Task:
Copy out the lines starting at the one containing "Target: outstretched wing" and ending at the one containing "POLYGON ((224 114, 251", swapping "exterior ring" for "outer ring" and changing nothing else.

Record set:

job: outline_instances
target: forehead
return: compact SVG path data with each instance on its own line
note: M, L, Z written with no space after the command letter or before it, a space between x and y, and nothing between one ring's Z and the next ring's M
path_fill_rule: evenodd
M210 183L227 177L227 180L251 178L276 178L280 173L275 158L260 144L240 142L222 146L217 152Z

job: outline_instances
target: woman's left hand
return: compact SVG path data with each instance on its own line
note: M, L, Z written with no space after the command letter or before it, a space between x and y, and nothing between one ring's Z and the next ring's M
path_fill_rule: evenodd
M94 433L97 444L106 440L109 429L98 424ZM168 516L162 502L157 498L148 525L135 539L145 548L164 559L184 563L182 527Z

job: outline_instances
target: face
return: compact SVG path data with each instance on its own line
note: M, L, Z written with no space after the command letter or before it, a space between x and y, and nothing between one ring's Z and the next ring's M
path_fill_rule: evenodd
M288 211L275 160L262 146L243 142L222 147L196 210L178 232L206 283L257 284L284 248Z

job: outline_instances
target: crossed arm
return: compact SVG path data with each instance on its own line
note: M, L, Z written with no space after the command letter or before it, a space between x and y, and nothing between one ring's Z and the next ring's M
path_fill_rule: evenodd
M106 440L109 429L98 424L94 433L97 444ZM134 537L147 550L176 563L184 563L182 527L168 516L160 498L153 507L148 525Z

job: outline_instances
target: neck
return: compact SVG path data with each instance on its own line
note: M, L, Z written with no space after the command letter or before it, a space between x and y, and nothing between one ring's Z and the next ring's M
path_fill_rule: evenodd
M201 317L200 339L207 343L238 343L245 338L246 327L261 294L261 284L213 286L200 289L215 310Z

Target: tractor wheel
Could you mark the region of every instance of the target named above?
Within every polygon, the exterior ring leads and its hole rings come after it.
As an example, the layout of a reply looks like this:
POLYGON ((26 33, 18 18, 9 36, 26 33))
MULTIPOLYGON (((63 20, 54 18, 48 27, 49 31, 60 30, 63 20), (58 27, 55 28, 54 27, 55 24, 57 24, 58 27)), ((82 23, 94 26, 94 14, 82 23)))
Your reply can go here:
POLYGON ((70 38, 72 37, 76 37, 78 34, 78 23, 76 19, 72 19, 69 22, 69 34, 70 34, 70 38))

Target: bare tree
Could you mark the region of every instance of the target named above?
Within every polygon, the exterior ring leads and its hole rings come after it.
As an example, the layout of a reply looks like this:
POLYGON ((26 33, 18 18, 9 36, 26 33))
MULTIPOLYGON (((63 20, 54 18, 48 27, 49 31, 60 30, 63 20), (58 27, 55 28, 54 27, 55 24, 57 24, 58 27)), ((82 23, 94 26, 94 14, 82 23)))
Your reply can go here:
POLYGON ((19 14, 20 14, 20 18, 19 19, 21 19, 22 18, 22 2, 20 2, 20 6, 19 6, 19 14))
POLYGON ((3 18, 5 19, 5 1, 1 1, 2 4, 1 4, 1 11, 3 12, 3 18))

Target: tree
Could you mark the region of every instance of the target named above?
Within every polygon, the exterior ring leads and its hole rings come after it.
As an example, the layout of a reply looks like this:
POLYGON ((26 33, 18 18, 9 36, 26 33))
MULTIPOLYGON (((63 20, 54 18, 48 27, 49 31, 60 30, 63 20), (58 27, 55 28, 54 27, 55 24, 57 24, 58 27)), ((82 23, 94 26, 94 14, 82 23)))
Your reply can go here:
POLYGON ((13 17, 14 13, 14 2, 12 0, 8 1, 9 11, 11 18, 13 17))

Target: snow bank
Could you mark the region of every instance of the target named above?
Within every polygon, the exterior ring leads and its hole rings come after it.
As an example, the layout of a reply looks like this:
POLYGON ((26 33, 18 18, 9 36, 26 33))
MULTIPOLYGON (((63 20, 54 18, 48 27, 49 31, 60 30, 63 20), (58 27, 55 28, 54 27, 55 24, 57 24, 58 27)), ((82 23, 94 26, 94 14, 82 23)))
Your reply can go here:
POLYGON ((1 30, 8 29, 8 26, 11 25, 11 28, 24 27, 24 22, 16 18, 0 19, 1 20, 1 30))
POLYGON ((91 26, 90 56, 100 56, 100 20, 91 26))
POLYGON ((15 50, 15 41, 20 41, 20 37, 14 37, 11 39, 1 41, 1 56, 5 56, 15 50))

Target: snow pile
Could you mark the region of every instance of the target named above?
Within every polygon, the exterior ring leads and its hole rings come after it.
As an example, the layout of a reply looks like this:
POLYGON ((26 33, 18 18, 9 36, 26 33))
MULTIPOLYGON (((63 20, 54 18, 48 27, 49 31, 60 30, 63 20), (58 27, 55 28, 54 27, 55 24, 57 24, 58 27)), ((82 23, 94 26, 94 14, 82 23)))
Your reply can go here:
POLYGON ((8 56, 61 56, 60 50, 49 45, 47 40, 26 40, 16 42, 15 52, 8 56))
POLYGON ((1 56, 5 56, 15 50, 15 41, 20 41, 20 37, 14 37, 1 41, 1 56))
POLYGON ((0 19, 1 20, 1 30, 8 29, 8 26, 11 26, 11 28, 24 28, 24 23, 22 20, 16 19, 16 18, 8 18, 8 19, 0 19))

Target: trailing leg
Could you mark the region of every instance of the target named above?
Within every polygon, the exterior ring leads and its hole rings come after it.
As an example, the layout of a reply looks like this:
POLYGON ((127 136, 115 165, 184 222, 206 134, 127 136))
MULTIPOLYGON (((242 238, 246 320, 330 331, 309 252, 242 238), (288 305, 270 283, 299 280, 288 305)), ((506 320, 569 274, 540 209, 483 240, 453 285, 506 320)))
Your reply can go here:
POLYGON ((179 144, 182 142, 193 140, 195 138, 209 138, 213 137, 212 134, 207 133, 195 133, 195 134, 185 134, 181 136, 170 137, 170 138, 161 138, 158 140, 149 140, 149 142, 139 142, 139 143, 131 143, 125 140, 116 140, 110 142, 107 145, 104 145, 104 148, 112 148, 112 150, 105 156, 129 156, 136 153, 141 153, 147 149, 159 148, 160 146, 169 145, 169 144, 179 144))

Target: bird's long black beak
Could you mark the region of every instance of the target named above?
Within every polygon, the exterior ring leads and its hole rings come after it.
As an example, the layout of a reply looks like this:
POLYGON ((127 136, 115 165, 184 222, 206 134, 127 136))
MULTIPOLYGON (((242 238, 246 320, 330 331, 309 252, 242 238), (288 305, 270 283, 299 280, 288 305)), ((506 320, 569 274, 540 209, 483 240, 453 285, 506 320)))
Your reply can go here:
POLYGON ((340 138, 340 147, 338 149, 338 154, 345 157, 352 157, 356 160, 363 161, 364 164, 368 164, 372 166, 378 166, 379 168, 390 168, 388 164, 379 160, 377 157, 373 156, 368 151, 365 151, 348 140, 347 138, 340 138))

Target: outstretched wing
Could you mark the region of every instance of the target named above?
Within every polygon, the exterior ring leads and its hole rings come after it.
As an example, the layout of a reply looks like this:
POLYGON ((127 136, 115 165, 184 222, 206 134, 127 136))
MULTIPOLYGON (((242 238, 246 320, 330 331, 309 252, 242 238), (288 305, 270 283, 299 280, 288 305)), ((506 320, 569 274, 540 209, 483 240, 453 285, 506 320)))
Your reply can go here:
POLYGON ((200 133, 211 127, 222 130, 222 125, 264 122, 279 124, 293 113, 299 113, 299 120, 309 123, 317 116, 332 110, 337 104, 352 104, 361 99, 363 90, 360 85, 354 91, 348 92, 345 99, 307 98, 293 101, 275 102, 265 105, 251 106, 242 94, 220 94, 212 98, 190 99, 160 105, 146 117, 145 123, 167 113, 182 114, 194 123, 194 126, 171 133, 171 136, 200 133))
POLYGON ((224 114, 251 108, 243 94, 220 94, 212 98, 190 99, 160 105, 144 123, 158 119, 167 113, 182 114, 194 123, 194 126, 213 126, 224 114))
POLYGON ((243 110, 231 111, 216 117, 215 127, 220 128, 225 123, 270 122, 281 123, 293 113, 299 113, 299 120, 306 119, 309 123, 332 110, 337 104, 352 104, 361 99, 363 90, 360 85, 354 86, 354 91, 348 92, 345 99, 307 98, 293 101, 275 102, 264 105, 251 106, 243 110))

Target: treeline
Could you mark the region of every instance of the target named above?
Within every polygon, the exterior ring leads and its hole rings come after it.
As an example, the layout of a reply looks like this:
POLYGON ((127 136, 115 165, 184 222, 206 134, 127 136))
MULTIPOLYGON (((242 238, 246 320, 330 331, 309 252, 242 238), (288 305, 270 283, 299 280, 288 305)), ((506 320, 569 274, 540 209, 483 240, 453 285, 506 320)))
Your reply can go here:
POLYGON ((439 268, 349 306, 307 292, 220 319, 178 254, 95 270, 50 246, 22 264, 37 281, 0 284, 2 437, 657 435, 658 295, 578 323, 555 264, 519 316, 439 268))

Correct output:
Target: outstretched wing
Could you mark the region of every instance of the target named above?
Within every polygon, the outer ring leads and its hole rings come after it.
As an example, the layout of a reply looks like this:
POLYGON ((127 136, 115 165, 184 222, 206 134, 127 136))
MULTIPOLYGON (((242 238, 246 320, 330 331, 309 252, 242 238), (288 305, 270 283, 299 280, 288 305)), ((506 320, 569 274, 540 209, 483 240, 453 285, 506 320)))
Your reply can go here:
POLYGON ((200 133, 211 127, 222 130, 222 125, 264 122, 279 124, 293 113, 299 113, 299 120, 309 123, 317 116, 332 110, 337 104, 352 104, 361 99, 363 90, 360 85, 354 91, 348 92, 345 99, 307 98, 293 101, 275 102, 265 105, 251 106, 242 94, 220 94, 212 98, 190 99, 160 105, 146 117, 145 123, 167 113, 182 114, 194 123, 194 126, 171 133, 171 136, 200 133))
POLYGON ((224 114, 251 108, 243 94, 220 94, 212 98, 190 99, 160 105, 144 123, 158 119, 167 113, 182 114, 194 123, 194 126, 213 126, 224 114))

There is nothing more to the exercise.